*** Document extract ***

# Tyrosine and Tryptophan



## DrewDrewson

I've been reading through the supplement threads on this board for the past couple days for the first time really. I've been through the medication boards which aren't bad but I'm not interested in SSRIs as I've tried them all and MAOIs just seem like too much of a hassle. I did learn about stimulants from that forum and was able to give dexedrine a try which worked amazingly well. The problems are it's short lived, the crash is horrendous and after awhile the effects begin to reverse (become more introverted and less outgoing).  Memantine turned me into a zombie...

What I did learn though is that dopamine seems to be the issue with me, as it seems to be with most everyone else on this site. So I want to try the supplement route now and from what I've heard Tyrosine, Rhodiola and Manganese are the big players. So I went out today and bout some Tyrosine and Tryptophan but I'm not sure exactly how I should take these.

Should I take the Tyrosine in the morning on an empty stomach and the Tryptophan before bed? Or should I take the Tryptophan with the Tyrosine? How many times a day should I dose and at what amount?

Thanks as always, in advance! Andrew


----------



## DrewDrewson

Well in case anyone's interested, I took 1000mg of the Tryptophan before bed and it didn't help at all for sleep. Not so sure about mood or relaxation as I'm generally relaxed and in a decent mood before bed anyway. I did have a hard time getting to sleep though. My mind wouldn't shut the hell up. That's the usual reason for my insomnia though. I come up with all these ideas and have all this inner dialogue going on. I'm sure some of you are familiar. 

The Tyrosine however had a noticeable effect. I took 1000mg this morning on an empty stomach. I woke up later with energy, and always a tell tale sign that dopamine is being affected in me is when I start unnoticabely driving fast. When I smoked I did this, same deal when I took dexedrine. I think tomorrow I'm going to try 1500mg and see where that takes me. Hopefully I don't end up with a speeding ticket. :no


----------



## ElRey

I think I read somewhere that if you take tryptophan before bed, it is converted into melatonin, not serotonin. Not sure if that is correct, but you might want to take it during the day if you want it converted into serotonin.


----------



## DrewDrewson

Hmm wasn't aware of that elrey. Sure as hell didn't put me to sleep though lol. I might give it a try during the day even though I'm not really chasing a serotonin high, more a dopamine one . I bought it just in case the tyrosine made me too edgy or something like that but I've felt great all day. It's like I've been given the confidence I've been looking for and energy and just general perkiness. I can look people in the eye easier and am more interested in conversation. It's been a damn good day today, at least on a personal level... And you don't feel drugged like on stims. Sometimes I was a little wary of talking on Dex because my pupils were massive and I sounded so hyper. Tyrosine feels like a more controlled version of speed if that makes sense.

Anyone have anything else to add, like how to cycle this stuff or more effective ways to use it or the tryptophan? Doin good after day one though


----------



## peaceandlove09

I would cycle it. 

2 weeks on, 2 weeks off. 

Or 5 days on, take weekends off. 

Remember to take some time off from it, because when you raise dopamine, on a longer timeline, you lower seratonin. 

So you might wanna alternate between Tyrosine and 5 HTP

Take my advice with a grain of salt. But definetly take some time off from the Tyrosine. Cycle it.

***

## [Task instructions]
A – In the tyrosine and tryptophan thread, how much tyrosine did DrewDrewson take the first morning, and how?
B – Reproduce the stretch of the tyrosine and tryptophan thread from "Hmm wasn't aware" through "that makes sense.".

*** Given information ***

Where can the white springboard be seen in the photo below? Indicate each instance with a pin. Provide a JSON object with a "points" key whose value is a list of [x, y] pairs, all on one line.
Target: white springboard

***
*** Given information ***

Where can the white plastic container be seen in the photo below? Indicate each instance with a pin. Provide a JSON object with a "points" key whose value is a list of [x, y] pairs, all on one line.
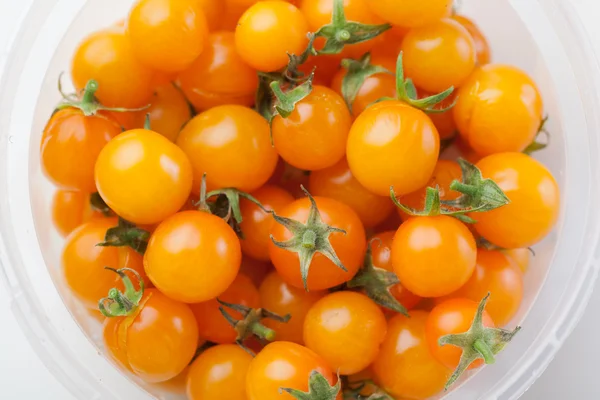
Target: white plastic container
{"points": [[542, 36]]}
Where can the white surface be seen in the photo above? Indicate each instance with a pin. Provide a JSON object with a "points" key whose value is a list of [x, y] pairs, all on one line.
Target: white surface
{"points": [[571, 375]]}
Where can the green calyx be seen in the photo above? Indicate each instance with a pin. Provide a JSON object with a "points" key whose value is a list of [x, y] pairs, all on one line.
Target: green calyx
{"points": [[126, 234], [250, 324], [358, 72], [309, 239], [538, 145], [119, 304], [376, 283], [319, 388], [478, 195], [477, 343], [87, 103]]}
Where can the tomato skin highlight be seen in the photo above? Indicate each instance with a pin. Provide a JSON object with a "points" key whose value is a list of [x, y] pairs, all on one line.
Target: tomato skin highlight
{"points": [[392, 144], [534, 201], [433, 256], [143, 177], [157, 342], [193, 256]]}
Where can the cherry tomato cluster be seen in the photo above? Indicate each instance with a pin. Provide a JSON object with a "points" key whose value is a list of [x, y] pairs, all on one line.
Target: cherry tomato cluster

***

## [Results of the exercise]
A – 1000mg, on an empty stomach.

B –
Hmm wasn't aware of that elrey. Sure as hell didn't put me to sleep though lol. I might give it a try during the day even though I'm not really chasing a serotonin high, more a dopamine one . I bought it just in case the tyrosine made me too edgy or something like that but I've felt great all day. It's like I've been given the confidence I've been looking for and energy and just general perkiness. I can look people in the eye easier and am more interested in conversation. It's been a damn good day today, at least on a personal level... And you don't feel drugged like on stims. Sometimes I was a little wary of talking on Dex because my pupils were massive and I sounded so hyper. Tyrosine feels like a more controlled version of speed if that makes sense.